:: Some records ::
# # # # #

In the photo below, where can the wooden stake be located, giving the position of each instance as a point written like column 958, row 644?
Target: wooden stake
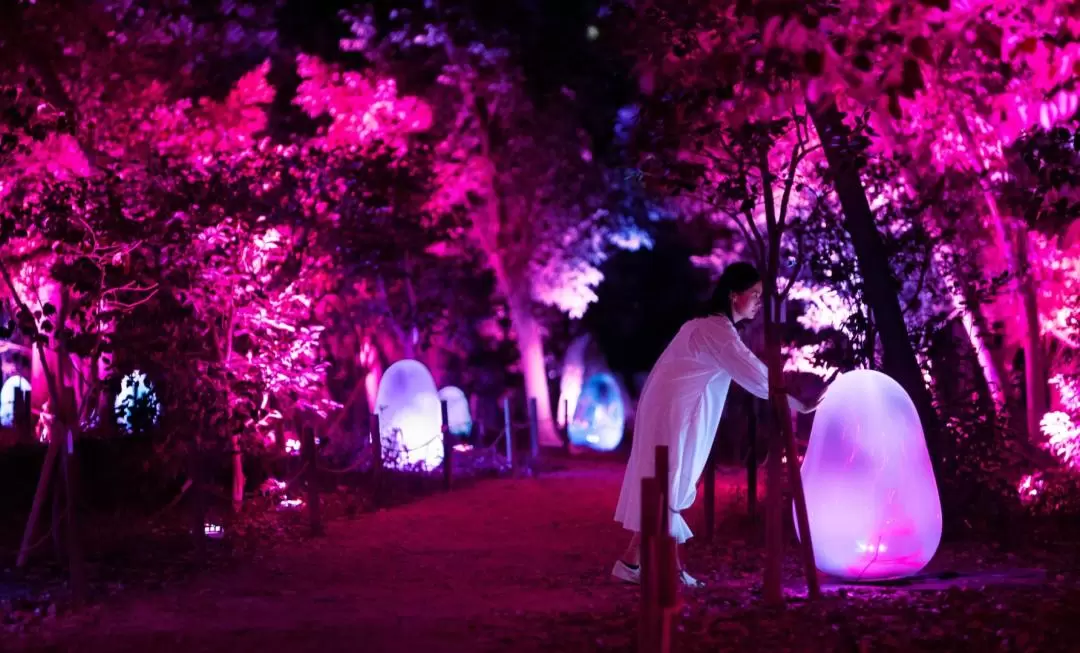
column 773, row 515
column 39, row 499
column 566, row 424
column 376, row 435
column 710, row 498
column 311, row 460
column 508, row 432
column 809, row 567
column 534, row 431
column 76, row 560
column 198, row 512
column 447, row 449
column 663, row 478
column 650, row 529
column 752, row 461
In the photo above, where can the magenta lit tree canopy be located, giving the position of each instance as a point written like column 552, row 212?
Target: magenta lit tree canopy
column 410, row 417
column 871, row 493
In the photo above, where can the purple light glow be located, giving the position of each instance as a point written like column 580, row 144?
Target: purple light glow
column 872, row 498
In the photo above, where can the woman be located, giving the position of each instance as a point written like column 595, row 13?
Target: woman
column 680, row 406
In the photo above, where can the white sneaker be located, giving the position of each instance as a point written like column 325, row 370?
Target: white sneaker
column 689, row 581
column 626, row 573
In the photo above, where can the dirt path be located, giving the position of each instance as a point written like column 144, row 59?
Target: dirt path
column 462, row 571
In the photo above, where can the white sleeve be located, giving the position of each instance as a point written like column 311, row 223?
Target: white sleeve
column 723, row 344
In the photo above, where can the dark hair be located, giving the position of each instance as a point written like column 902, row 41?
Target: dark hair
column 737, row 277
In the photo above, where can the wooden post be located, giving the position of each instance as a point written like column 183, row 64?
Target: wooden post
column 508, row 432
column 710, row 497
column 534, row 431
column 650, row 528
column 447, row 449
column 198, row 515
column 663, row 478
column 752, row 461
column 566, row 423
column 665, row 574
column 667, row 595
column 376, row 435
column 76, row 561
column 311, row 460
column 809, row 567
column 773, row 508
column 39, row 498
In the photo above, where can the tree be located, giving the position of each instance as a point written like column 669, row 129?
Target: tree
column 520, row 168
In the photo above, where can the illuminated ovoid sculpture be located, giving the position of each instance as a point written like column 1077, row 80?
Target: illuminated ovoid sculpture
column 410, row 417
column 872, row 498
column 457, row 410
column 8, row 398
column 599, row 417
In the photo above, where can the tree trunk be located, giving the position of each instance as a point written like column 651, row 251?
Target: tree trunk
column 880, row 287
column 773, row 589
column 234, row 448
column 530, row 345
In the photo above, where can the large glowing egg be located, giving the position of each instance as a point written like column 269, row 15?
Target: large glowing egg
column 410, row 417
column 598, row 418
column 872, row 498
column 457, row 410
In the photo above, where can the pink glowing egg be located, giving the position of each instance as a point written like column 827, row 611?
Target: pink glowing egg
column 410, row 417
column 872, row 498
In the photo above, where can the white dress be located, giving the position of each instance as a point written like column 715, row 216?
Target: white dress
column 680, row 407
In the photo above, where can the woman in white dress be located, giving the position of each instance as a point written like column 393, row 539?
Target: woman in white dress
column 680, row 407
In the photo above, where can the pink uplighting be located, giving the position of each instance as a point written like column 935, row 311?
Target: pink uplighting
column 872, row 498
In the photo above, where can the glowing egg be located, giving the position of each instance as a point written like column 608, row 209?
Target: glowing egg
column 598, row 418
column 872, row 498
column 410, row 417
column 457, row 410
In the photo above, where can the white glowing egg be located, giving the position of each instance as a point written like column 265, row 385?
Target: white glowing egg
column 410, row 417
column 457, row 410
column 872, row 499
column 598, row 418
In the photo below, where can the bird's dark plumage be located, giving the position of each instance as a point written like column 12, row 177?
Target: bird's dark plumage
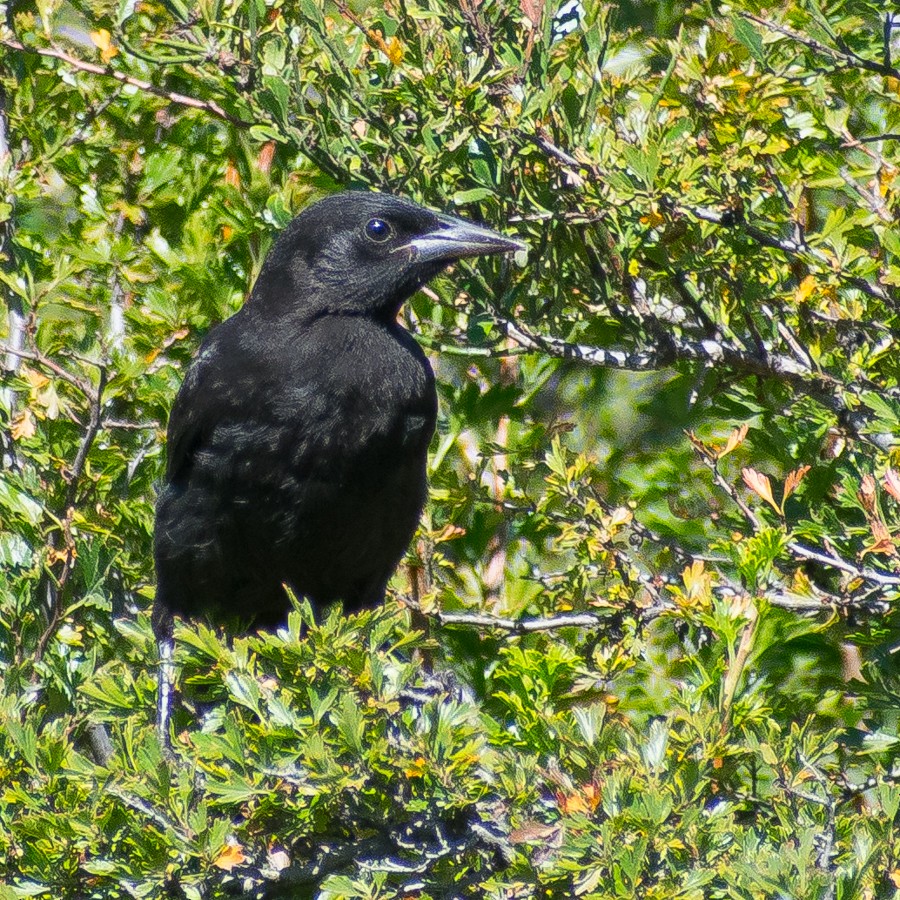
column 297, row 443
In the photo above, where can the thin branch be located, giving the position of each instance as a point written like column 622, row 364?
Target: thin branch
column 81, row 65
column 672, row 348
column 82, row 384
column 785, row 245
column 524, row 626
column 842, row 53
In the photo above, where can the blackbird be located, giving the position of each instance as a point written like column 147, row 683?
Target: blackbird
column 297, row 444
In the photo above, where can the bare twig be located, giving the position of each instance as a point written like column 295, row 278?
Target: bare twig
column 81, row 65
column 671, row 348
column 841, row 54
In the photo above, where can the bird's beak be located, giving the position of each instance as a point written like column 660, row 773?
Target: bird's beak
column 455, row 238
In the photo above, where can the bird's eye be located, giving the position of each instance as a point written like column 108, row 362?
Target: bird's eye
column 378, row 230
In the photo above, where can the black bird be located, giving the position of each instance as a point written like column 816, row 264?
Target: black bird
column 297, row 443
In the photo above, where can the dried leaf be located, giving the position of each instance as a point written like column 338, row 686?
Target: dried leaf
column 735, row 439
column 534, row 10
column 883, row 542
column 103, row 41
column 866, row 494
column 761, row 486
column 265, row 157
column 395, row 51
column 23, row 425
column 232, row 855
column 892, row 483
column 793, row 480
column 232, row 175
column 805, row 289
column 448, row 533
column 532, row 833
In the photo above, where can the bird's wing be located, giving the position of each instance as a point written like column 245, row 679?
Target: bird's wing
column 192, row 417
column 214, row 391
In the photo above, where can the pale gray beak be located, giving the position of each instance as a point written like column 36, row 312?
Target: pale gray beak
column 456, row 238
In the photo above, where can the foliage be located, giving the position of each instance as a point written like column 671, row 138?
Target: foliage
column 645, row 642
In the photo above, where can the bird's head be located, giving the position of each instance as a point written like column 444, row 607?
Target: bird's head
column 360, row 253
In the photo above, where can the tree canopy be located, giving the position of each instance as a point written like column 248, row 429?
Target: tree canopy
column 645, row 641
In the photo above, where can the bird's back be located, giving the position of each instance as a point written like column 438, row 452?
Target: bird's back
column 297, row 456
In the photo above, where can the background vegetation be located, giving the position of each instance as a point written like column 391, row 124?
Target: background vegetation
column 655, row 652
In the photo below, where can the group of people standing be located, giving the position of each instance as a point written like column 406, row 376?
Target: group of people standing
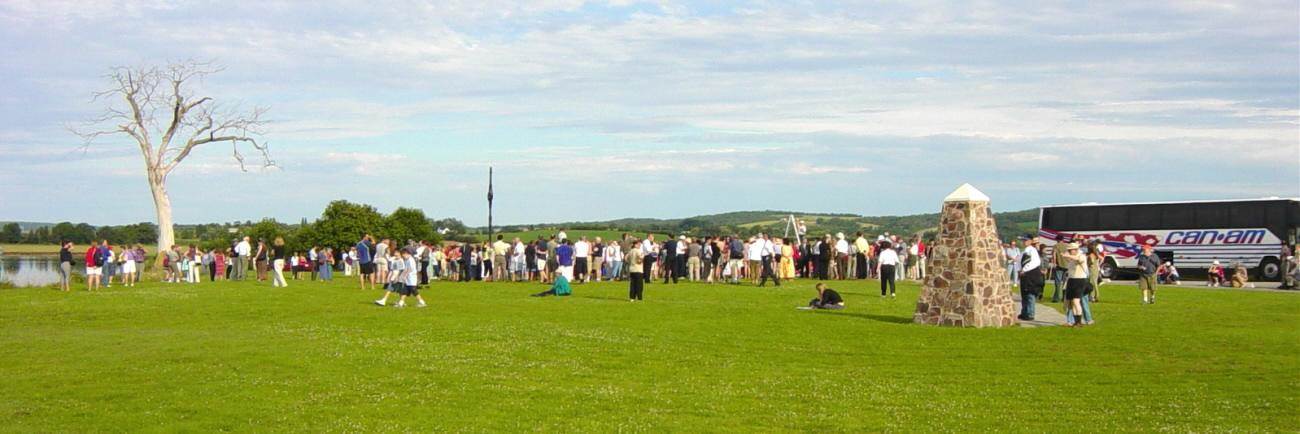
column 638, row 260
column 103, row 264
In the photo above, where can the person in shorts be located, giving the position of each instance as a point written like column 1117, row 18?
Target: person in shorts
column 94, row 267
column 365, row 260
column 410, row 278
column 1148, row 265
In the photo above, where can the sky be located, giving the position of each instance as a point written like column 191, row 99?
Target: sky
column 607, row 109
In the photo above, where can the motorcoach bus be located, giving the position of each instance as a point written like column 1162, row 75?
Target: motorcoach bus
column 1191, row 234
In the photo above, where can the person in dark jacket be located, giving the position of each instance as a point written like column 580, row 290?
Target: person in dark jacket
column 1148, row 264
column 65, row 265
column 670, row 260
column 1031, row 278
column 827, row 299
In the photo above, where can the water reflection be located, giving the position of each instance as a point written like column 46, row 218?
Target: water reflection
column 31, row 270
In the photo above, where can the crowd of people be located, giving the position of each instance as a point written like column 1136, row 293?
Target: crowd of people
column 640, row 260
column 401, row 269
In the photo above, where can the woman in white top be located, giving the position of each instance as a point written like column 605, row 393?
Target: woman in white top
column 888, row 261
column 614, row 256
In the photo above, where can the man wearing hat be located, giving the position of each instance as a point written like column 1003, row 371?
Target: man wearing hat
column 1148, row 264
column 1061, row 267
column 1077, row 286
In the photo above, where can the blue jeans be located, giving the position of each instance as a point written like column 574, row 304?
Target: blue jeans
column 1058, row 278
column 1027, row 302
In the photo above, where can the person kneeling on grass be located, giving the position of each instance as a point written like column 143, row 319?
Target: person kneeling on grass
column 404, row 280
column 559, row 289
column 827, row 299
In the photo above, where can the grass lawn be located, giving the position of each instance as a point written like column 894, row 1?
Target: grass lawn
column 692, row 357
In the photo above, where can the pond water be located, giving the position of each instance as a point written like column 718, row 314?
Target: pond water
column 31, row 270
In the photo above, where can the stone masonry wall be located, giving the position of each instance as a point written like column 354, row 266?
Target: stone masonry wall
column 967, row 285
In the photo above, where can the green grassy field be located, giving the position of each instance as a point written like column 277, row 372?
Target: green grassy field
column 692, row 357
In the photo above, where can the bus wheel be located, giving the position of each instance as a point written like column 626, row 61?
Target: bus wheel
column 1108, row 269
column 1270, row 269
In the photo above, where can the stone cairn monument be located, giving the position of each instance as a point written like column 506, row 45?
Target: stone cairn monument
column 966, row 285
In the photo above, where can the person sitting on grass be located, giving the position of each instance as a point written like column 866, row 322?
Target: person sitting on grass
column 559, row 289
column 827, row 299
column 1214, row 274
column 1240, row 277
column 1169, row 274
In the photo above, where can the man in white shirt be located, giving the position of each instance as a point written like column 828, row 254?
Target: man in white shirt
column 766, row 254
column 243, row 250
column 499, row 252
column 1031, row 278
column 519, row 261
column 754, row 255
column 648, row 248
column 581, row 259
column 888, row 260
column 841, row 256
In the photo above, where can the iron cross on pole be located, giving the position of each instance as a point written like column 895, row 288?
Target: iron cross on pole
column 489, row 203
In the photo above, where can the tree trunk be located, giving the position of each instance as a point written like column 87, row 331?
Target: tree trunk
column 163, row 205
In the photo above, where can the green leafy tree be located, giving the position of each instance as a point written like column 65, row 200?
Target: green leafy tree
column 38, row 237
column 342, row 224
column 267, row 230
column 12, row 233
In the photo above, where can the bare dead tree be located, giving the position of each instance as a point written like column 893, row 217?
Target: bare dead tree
column 157, row 107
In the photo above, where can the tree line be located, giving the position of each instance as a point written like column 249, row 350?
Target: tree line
column 341, row 225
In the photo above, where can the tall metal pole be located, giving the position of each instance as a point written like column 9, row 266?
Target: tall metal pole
column 489, row 203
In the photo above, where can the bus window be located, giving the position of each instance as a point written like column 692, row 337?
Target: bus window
column 1209, row 216
column 1179, row 217
column 1144, row 217
column 1082, row 218
column 1113, row 216
column 1248, row 216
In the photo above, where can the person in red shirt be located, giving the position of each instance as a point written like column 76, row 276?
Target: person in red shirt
column 921, row 257
column 94, row 267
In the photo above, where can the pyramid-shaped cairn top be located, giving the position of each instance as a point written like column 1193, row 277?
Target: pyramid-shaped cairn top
column 966, row 192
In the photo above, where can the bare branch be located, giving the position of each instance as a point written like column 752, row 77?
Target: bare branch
column 141, row 96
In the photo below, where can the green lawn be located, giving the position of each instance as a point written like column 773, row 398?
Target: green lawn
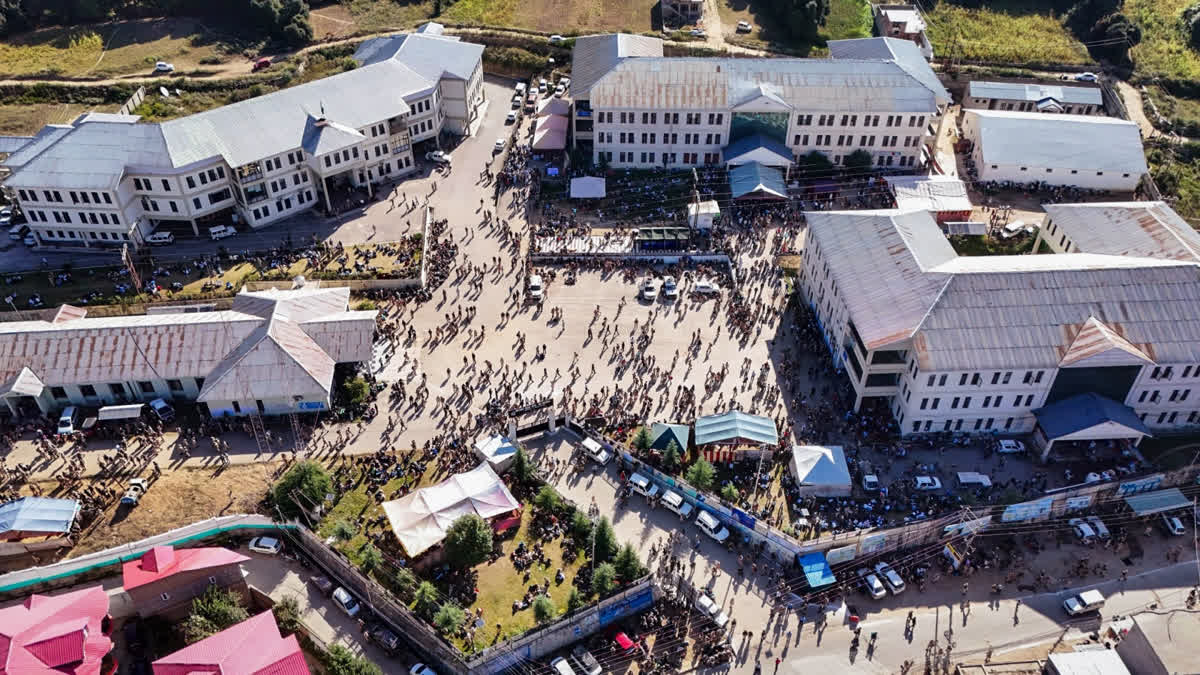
column 1011, row 31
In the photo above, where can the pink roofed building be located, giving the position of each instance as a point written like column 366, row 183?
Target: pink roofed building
column 57, row 634
column 165, row 580
column 251, row 647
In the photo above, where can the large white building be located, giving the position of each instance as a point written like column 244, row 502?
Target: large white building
column 109, row 179
column 273, row 352
column 1091, row 151
column 987, row 344
column 634, row 107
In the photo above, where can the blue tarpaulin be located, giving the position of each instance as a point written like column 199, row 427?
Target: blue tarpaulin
column 816, row 569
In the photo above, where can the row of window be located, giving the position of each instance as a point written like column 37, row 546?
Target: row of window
column 84, row 217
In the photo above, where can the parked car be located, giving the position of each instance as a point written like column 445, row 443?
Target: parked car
column 871, row 584
column 642, row 485
column 677, row 505
column 346, row 602
column 713, row 527
column 893, row 580
column 708, row 605
column 670, row 288
column 162, row 410
column 927, row 483
column 221, row 232
column 587, row 663
column 265, row 545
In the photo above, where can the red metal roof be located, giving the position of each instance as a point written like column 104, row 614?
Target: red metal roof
column 161, row 562
column 54, row 634
column 251, row 647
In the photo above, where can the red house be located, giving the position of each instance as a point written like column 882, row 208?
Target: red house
column 251, row 647
column 55, row 634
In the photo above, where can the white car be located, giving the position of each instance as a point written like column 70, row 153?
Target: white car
column 1083, row 531
column 713, row 527
column 1008, row 447
column 871, row 584
column 670, row 288
column 928, row 483
column 346, row 602
column 642, row 485
column 895, row 584
column 677, row 505
column 265, row 545
column 708, row 605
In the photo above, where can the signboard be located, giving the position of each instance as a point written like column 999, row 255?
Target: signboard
column 838, row 556
column 873, row 544
column 1027, row 511
column 1140, row 485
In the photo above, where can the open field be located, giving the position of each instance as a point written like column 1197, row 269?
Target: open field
column 111, row 49
column 1163, row 49
column 1011, row 31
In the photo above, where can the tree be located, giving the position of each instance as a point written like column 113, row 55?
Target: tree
column 671, row 458
column 341, row 661
column 521, row 465
column 343, row 531
column 287, row 615
column 357, row 390
column 642, row 438
column 425, row 601
column 370, row 559
column 701, row 475
column 574, row 599
column 304, row 485
column 730, row 493
column 544, row 609
column 468, row 541
column 213, row 611
column 448, row 619
column 858, row 161
column 604, row 580
column 605, row 541
column 627, row 563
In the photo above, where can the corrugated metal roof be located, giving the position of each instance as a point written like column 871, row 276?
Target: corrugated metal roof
column 1127, row 228
column 594, row 55
column 807, row 84
column 1063, row 142
column 1024, row 91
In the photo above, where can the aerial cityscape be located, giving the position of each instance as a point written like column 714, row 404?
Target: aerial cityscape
column 654, row 336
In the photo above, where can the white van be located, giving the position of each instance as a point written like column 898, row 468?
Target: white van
column 1084, row 603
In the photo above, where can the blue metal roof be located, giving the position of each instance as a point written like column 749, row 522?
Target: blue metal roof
column 1085, row 411
column 755, row 178
column 37, row 515
column 736, row 426
column 750, row 143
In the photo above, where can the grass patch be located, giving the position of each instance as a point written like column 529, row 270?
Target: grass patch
column 1009, row 31
column 111, row 49
column 1164, row 49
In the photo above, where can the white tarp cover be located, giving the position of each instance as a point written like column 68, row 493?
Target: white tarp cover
column 420, row 519
column 497, row 451
column 587, row 187
column 821, row 471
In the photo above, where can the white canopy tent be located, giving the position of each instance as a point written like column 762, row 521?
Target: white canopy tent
column 497, row 451
column 420, row 519
column 821, row 471
column 587, row 187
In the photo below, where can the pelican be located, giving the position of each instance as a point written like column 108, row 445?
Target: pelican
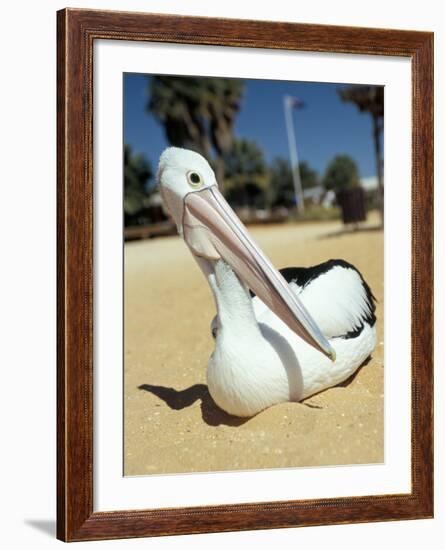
column 279, row 336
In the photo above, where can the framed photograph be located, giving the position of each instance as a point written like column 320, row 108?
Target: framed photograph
column 245, row 228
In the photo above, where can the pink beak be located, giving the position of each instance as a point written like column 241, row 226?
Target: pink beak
column 213, row 231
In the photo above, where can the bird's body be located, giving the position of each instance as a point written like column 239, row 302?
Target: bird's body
column 259, row 361
column 305, row 330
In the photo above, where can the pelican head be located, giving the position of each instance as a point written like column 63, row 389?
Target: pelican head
column 213, row 232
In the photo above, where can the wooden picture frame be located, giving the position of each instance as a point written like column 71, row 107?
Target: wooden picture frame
column 76, row 32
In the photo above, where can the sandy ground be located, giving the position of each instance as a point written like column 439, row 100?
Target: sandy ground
column 171, row 422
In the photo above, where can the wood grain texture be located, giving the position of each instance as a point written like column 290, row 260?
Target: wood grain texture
column 76, row 32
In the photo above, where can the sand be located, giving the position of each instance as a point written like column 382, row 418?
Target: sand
column 171, row 424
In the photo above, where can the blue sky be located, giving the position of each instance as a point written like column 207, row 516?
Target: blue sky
column 324, row 128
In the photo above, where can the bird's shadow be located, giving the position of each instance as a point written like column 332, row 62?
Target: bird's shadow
column 181, row 399
column 212, row 415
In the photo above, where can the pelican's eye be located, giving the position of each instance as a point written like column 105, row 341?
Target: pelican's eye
column 194, row 179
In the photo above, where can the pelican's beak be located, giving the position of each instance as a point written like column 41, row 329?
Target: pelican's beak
column 213, row 231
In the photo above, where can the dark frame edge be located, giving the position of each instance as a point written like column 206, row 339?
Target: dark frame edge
column 61, row 266
column 75, row 518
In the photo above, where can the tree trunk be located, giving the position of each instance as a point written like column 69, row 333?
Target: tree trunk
column 377, row 127
column 219, row 172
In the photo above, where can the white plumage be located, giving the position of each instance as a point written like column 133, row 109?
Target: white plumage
column 316, row 329
column 259, row 362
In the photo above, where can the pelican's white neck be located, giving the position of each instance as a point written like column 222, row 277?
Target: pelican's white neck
column 233, row 302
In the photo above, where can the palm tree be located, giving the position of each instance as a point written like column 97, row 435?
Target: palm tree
column 341, row 173
column 369, row 99
column 197, row 113
column 282, row 190
column 137, row 175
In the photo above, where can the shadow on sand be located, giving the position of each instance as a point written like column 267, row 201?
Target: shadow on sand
column 344, row 231
column 211, row 413
column 180, row 399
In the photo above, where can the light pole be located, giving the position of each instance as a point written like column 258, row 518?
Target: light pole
column 289, row 104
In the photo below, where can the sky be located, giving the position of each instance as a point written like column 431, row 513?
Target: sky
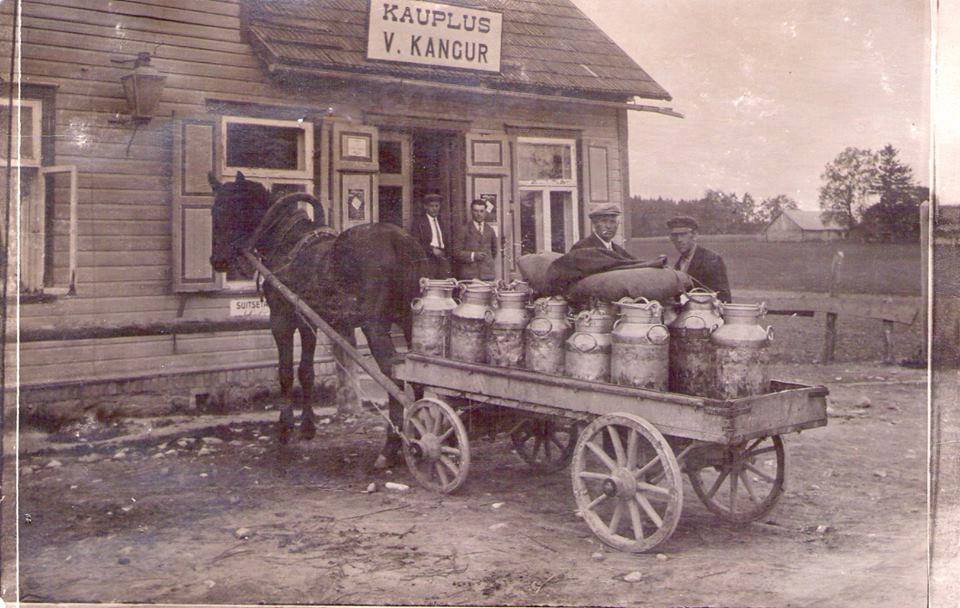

# # # # #

:: TASK DETAILS ::
Pull out every line of the records above that contains the word "tarpaulin", treating uppercase and lowercase as different.

:: COMPLETE OUTPUT ::
In the photo above, where can the blue tarpaulin be located, giving the position of each instance as a point written like column 199, row 427?
Target: blue tarpaulin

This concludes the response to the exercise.